OBJECTIVE –
Set down, unchanged, everything in the rows below from the line containing "Locate the black" down to the final line of the rows.

ENTRIES SUPPLIED –
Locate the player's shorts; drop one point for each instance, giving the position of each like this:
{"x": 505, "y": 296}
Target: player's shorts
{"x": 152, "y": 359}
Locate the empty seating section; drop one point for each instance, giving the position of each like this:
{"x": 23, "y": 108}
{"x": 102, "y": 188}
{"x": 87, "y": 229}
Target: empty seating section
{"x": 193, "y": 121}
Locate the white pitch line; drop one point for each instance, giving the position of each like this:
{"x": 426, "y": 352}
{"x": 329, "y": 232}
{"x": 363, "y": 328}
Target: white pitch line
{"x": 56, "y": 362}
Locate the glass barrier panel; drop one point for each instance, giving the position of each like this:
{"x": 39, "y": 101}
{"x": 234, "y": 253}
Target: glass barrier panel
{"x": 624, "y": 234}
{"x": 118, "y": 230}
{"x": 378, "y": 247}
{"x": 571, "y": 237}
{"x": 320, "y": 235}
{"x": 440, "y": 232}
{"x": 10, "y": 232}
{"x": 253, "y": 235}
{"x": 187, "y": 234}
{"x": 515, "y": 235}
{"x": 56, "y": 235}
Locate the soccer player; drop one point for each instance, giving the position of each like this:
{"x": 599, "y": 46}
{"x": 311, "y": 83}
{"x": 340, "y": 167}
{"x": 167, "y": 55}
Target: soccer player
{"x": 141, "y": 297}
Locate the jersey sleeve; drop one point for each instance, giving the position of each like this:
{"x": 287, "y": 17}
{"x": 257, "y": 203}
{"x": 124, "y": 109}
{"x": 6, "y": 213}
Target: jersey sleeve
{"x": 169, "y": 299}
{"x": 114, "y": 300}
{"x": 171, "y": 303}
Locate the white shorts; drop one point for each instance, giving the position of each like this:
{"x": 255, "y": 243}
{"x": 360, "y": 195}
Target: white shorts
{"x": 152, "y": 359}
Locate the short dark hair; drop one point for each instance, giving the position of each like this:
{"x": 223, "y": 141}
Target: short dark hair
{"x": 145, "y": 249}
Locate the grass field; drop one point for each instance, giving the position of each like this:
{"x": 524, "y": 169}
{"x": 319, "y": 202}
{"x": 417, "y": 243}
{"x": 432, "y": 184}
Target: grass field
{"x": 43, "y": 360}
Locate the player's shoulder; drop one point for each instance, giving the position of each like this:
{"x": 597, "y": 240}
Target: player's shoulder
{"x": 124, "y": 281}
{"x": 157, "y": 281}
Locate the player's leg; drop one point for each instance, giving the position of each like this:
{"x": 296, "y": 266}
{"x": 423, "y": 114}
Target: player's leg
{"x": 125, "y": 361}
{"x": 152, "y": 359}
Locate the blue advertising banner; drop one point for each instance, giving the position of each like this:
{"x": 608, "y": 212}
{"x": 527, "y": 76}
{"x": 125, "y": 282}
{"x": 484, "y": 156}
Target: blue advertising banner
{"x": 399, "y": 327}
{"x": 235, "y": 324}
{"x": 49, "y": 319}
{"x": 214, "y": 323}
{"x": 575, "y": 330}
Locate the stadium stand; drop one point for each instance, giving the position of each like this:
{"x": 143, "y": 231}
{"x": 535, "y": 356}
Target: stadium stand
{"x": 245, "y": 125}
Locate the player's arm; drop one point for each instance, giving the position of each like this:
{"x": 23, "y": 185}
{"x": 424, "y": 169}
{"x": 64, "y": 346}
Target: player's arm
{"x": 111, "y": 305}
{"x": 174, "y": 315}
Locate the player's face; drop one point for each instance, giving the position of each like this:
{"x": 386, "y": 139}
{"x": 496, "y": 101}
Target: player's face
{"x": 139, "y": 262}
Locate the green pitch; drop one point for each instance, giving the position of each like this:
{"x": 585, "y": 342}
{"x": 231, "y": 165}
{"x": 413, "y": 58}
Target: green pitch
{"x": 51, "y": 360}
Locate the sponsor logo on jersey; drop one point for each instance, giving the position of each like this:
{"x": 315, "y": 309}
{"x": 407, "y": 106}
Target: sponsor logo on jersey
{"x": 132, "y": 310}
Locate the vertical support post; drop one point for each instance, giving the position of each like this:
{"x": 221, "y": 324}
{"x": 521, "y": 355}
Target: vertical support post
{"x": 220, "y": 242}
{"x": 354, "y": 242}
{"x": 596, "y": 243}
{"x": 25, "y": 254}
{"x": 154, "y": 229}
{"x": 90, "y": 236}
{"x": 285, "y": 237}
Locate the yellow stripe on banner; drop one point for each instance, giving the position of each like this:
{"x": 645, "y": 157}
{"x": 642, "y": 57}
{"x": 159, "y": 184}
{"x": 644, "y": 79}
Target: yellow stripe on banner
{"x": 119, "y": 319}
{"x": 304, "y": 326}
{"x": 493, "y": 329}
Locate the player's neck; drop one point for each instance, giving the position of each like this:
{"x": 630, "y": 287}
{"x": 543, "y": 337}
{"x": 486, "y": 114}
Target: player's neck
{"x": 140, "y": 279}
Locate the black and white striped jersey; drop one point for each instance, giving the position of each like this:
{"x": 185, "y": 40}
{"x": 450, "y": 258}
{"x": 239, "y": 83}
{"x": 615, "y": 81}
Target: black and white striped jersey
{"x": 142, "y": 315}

TASK RESPONSE –
Locate the black and white striped jersey; drop one point for each instance, giving the position of each like this:
{"x": 185, "y": 40}
{"x": 450, "y": 258}
{"x": 239, "y": 83}
{"x": 615, "y": 81}
Target: black and white striped jersey
{"x": 142, "y": 315}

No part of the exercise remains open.